- **EXTRACT**
The National Centre for the Replacement, Refinement and Reduction of Animals in Research (NC3Rs), a konfer-featured organisation dedicated to improving research animal welfare and reducing the use of animals in research and testing, is challenging tech innovators to create ‘virtual dogs’ which scientists can use to predict the adverse effects of drugs before their first use in humans.

The £2.7m ‘Virtual Second Species’ challenge forms a part of the ‘NC3Rs CRACK IT Challenges’ competition, established to fund collaborative R&D to deliver products or services for the bioscience sector to revise their use of animals.

The competition is delivered in partnership with eTransafe – an Innovative Medicines Initiative (IMI) collaboration – and Simomics Ltd, supported by sponsors Bayer AG, Eli Lilly and Company, Genentech Inc., Gilead Sciences Inc., GSK, Merck Healthcare KGaA and Roche.

The NC3Rs is encouraging innovators to develop models that use advanced mathematical modelling and machine learning approaches and years of accumulated dog study data to predict the unexpected and detrimental effects of drugs on human health, particularly in major organs.

With 2,082 experiments in the UK using dogs as part of their testing in 2020, the NC3Rs invites tech innovators to devise alternative testing methods. Currently, regulation requires drugs to be tested in two species to monitor for issues: a rodent, such as a rat, followed by a non-rodent, such as a dog.

This method is not always indicative of the adverse effects that will be detected in humans, leading to wasted animal lives, time, and money.

Innovations that result from the challenge will deliver significant cost benefits for industry (with typical studies involving animals costing more than £500k) while increasing the speed of decisions for safe drugs, reducing testing and failed drug development projects.

The NC3Rs works with NCUB through the free-to-use konfer platform, making use of its AI-powered smart-matching technology for targeted, efficient, and cost-effective engagement with research and innovation partners across the UK. This technology has enabled the organisation to develop research and innovation partnerships with universities and across the innovation ecosystem.

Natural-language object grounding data
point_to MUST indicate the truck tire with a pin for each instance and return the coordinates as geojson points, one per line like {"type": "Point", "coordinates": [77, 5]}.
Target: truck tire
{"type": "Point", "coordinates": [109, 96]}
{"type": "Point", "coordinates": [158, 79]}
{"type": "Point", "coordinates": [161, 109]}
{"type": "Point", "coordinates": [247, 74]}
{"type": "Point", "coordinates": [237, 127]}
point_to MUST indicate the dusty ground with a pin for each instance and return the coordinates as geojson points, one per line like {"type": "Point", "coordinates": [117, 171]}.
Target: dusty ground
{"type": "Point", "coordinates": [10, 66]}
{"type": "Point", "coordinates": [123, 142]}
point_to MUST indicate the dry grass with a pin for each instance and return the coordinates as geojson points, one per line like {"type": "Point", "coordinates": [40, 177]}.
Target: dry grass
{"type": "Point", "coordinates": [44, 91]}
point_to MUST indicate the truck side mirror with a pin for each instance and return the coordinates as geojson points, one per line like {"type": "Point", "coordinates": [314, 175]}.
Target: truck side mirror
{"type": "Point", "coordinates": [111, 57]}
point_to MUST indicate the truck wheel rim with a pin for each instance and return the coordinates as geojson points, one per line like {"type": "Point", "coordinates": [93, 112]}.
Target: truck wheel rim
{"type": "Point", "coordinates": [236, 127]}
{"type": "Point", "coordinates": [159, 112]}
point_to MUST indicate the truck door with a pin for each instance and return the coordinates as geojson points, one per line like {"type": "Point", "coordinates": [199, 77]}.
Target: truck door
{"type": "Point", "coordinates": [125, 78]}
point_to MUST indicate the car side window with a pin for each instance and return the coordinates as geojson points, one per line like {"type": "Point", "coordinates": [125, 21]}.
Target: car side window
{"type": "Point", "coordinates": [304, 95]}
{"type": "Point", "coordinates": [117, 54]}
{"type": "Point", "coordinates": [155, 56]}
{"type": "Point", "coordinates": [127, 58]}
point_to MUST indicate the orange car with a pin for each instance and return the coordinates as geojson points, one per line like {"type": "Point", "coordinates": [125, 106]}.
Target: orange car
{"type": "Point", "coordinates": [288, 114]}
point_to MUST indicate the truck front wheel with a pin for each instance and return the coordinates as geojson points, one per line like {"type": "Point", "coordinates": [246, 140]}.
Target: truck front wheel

- **BRIEF 1**
According to the article on the NC3Rs challenge, how much funding is the ‘Virtual Second Species’ challenge worth?
- **BRIEF 2**
Update the article on the NC3Rs challenge from "With 2,082 experiments in the" to "time, and money.", replacing "tech innovators" with "software developers".

- **WRITTEN ANSWER 1**
£2.7m

- **WRITTEN ANSWER 2**
With 2,082 experiments in the UK using dogs as part of their testing in 2020, the NC3Rs invites software developers to devise alternative testing methods. Currently, regulation requires drugs to be tested in two species to monitor for issues: a rodent, such as a rat, followed by a non-rodent, such as a dog.

This method is not always indicative of the adverse effects that will be detected in humans, leading to wasted animal lives, time, and money.